■ **Selected extract**
........
Which of those different types of burial represents different religions? It’s hard to say, because religion doesn’t always determine burial type. Which of them represents any of the various strands of modern paganism? None of the above. There’s no reason why remains shouldn’t be treated with respect; but equally there’s no reason why any modern religion should claim to have responsibility over them.

* especially for skeletons, because there’s all sorts of legal paperwork to fill in to prove you didn’t just bury the body the other week.

** and digs are bloody expensive

*** this, with burial, is more or less what happened from medieval times through to the 18th century; it was only after that that people started to see the grave as “eternal rest”.

**** no, really, the Iron Age archaeology of East Yorkshire really is rather distinct, and different to anywhere else in the whole of Britain.

Recycle

In which we look at the concept of eternal rest

In the news recently: the government is making moves to reuse old burial plots, to deal with the problem of overcrowded graveyards. People are, naturally, a bit shocked at the idea of disturbing one’s eternal rest, especially given the synchronicity between this news and the reburial of Gladys Hammond.
........
■ **Available data**
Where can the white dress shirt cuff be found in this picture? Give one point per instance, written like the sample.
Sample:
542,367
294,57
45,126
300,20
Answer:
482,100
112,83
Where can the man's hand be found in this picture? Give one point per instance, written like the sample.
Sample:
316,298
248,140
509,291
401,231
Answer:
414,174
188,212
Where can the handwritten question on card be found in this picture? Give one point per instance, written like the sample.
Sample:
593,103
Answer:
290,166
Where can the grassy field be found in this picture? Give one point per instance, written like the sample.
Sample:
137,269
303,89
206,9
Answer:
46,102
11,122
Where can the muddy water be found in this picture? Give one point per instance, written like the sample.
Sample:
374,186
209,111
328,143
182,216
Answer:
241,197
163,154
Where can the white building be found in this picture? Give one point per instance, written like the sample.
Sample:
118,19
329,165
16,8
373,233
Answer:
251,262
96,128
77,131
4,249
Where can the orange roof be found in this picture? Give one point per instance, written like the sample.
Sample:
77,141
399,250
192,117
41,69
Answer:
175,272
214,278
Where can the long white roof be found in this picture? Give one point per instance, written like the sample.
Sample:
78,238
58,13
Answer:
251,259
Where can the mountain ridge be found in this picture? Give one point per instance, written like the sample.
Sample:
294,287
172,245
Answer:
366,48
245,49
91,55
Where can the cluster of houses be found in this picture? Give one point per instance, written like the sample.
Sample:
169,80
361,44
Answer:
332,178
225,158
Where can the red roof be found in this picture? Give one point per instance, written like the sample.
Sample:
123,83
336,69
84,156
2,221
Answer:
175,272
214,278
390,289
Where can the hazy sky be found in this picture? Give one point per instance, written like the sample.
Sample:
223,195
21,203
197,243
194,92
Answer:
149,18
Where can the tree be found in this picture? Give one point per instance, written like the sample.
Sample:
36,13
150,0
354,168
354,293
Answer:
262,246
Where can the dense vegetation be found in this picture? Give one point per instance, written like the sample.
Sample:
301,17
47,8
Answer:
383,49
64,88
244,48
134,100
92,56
........
■ **Exercise brief**
According to the burial excerpt, after which century did people start to see the grave as "eternal rest"? The items play no part in this work.

■ **Answer box**
After the 18th century.